***** PAGE EXCERPT *****

The Courts have wide discretionary powers in relation to costs so you should not expect that your costs will be paid even if you are successful. Indeed, if your application to court is unsuccessful there is a risk that you may be ordered to pay towards the other party’s costs.

In divorce proceedings, costs, if claimed by the petitioner, are normally awarded irrespective of your circumstances. These costs vary depending on the Legal Firms involved. The range is from £1000 to £3,000 plus vat inclusive of court fees. Divorce costs can be subject to negotiation between the parties.

I will provide you further advice as to litigation costs, more tailored to your specific application, throughout the course of your matter…”

33.              As promised in the engagement letter, the Claimant rendered regular interim bills to the Defendant, generally on a monthly basis (with some exceptions where accrued costs and disbursements were low, and for the month of December). A schedule appended to Mr Teasdale’s submissions lists, not counting the two that are the subject of these proceedings, some 39 interim bills. (An appendix to Mr Bremner’s statement seems to offer a slightly different count, but nothing turns on that for present purposes). Each was accompanied by an estimate for the period to the next bill.

***** DATA *****

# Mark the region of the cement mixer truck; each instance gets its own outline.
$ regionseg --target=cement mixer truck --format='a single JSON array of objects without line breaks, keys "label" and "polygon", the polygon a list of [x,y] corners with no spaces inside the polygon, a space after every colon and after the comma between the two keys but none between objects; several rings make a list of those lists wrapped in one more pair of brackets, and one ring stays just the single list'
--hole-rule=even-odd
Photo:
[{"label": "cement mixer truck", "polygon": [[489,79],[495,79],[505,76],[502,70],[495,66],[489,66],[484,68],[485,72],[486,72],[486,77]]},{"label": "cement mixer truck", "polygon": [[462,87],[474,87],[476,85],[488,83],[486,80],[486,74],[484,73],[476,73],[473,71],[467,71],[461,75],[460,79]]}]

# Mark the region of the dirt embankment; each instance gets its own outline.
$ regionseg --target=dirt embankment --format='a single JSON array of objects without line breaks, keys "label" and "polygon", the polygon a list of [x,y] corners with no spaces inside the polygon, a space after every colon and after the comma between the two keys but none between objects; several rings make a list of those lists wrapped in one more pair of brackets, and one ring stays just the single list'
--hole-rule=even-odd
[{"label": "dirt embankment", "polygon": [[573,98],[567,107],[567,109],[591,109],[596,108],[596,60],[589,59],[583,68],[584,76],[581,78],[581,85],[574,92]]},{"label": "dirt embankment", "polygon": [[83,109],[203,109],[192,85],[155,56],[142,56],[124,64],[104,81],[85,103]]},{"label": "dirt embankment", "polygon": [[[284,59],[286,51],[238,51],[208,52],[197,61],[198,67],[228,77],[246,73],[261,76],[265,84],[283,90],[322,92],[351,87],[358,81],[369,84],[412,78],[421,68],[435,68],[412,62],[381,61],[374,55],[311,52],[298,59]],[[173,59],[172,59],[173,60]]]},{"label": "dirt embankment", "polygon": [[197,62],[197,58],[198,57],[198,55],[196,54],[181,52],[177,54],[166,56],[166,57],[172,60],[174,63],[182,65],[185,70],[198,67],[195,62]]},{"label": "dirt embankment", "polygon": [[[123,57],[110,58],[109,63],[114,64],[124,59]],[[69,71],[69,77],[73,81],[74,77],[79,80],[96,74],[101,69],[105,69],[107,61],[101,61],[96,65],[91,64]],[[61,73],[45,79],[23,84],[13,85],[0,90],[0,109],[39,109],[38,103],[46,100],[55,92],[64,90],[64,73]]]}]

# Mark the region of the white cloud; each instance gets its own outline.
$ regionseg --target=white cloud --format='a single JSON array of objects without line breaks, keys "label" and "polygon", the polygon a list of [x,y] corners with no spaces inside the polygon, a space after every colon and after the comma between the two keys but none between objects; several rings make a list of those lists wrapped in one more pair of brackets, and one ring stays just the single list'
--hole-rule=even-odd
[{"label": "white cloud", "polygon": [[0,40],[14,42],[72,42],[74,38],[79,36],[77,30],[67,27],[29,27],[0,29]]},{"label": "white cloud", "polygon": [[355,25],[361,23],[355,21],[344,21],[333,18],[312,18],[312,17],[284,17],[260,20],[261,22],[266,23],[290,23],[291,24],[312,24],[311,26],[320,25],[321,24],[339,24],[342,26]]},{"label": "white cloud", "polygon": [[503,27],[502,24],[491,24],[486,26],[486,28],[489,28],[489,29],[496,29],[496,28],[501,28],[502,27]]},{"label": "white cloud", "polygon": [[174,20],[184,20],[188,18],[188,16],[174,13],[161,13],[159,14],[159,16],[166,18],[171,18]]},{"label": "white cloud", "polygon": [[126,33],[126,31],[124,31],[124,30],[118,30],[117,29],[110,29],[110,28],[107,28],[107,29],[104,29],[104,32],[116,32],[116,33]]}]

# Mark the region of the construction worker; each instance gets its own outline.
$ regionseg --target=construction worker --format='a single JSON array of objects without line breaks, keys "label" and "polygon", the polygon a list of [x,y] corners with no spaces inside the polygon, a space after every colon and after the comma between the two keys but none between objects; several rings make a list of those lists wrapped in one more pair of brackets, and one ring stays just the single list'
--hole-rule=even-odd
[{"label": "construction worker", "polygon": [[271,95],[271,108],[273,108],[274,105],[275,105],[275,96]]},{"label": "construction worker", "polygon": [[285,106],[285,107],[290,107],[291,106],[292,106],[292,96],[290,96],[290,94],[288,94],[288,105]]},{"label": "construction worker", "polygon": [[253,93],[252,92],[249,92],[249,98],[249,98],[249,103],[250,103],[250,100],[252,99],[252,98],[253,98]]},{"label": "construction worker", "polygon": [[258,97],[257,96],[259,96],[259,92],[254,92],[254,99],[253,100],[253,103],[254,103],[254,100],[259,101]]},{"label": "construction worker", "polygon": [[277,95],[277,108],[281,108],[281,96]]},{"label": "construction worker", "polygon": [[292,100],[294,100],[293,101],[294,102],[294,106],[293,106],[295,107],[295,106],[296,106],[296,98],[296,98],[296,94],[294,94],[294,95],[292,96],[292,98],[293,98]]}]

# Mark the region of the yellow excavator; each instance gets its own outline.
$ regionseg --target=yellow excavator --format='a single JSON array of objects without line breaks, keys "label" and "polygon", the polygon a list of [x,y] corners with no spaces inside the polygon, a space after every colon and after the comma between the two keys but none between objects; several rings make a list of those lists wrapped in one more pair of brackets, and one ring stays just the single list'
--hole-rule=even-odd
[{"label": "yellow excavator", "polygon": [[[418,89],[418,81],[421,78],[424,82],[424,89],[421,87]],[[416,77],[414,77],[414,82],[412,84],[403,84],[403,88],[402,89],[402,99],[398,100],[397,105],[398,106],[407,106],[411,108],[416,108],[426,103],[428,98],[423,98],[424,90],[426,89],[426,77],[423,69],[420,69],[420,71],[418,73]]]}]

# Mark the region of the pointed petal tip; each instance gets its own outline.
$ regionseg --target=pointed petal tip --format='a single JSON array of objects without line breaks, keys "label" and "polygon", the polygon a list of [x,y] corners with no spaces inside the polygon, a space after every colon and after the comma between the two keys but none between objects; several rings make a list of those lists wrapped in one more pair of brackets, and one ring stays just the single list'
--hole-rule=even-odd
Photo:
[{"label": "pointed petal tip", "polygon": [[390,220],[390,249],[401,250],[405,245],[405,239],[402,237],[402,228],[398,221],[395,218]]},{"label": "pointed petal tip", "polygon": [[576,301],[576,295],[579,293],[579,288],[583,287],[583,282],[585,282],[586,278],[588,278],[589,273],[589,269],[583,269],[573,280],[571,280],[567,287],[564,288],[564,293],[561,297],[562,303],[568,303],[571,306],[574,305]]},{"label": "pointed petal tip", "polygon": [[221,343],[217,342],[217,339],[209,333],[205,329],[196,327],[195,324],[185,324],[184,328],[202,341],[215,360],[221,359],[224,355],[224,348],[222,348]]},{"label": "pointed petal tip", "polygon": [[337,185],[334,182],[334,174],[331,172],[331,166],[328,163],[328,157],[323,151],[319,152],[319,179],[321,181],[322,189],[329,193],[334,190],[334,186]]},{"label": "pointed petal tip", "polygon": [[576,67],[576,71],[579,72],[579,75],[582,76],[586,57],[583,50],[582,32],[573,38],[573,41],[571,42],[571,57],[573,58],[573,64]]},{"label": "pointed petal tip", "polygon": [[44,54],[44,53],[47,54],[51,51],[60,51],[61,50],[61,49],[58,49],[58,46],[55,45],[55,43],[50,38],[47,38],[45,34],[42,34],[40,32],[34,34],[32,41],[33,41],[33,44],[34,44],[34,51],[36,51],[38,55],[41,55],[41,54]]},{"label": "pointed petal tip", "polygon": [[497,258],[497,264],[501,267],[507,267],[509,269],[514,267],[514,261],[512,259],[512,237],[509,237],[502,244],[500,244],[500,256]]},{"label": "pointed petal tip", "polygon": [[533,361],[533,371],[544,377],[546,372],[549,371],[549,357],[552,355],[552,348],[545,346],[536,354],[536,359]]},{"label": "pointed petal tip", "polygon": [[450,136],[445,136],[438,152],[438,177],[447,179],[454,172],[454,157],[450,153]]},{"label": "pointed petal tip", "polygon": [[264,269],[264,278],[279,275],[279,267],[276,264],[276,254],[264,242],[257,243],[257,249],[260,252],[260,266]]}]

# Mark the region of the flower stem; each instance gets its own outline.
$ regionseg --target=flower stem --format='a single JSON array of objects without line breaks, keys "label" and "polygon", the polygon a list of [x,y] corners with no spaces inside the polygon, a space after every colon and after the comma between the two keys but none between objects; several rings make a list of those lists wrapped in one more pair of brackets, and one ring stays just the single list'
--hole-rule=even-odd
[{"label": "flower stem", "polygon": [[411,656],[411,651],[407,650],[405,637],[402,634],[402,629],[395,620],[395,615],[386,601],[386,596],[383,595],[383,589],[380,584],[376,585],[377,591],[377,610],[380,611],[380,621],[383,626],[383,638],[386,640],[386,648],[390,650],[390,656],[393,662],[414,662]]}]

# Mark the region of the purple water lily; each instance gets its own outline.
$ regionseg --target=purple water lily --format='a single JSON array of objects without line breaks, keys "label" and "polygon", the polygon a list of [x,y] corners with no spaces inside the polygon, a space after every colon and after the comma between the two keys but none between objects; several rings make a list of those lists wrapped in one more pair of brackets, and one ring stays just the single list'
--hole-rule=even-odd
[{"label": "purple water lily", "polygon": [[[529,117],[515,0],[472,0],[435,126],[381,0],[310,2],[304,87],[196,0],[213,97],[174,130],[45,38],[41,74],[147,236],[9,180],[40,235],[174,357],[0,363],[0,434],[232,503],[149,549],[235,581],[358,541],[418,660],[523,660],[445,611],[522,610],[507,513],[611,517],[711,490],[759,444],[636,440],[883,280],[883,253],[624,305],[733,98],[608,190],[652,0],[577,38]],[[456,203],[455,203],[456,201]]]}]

*****

WHAT YOU NEED TO DO: Resume the judgment excerpt on legal costs and interim billing, continuing directly from its final sentence.

TASK OUTPUT:
34.              Mr Teasdale is highly critical of the costs information provided by the Claimant on a monthly basis. He argues that the volume and frequency of the updates were more apt to obscure than shed any light upon the long-term ballooning of costs in the matrimonial proceedings. The emphasis was on quantity of information, rather than quality, so that for example the monthly information did not adequately identify or address the points at which previous overall estimates were exceeded. Estimates were piecemeal and over-complex, and varied in their presentation so as to be inconsistent in their inclusion and exclusion of VAT and disbursements.

35.              Overall, he submits, the Defendant was not given adequate information of the kind she needed to make informed decisions about the conduct of the litigation. It was, he says, that incremental “mission creep” which ultimately left the Defendant with the shortfall now pursued in this claim, even after applying the full amount of her £290,000 to her litigation loan and costs liabilities.

36.              This has to be considered in the context of fees and disbursements initially estimated in the tens of thousands, but ultimately incurred in the hundreds of thousands. That is a very significant figure, which can be taken into account when considering special circumstances.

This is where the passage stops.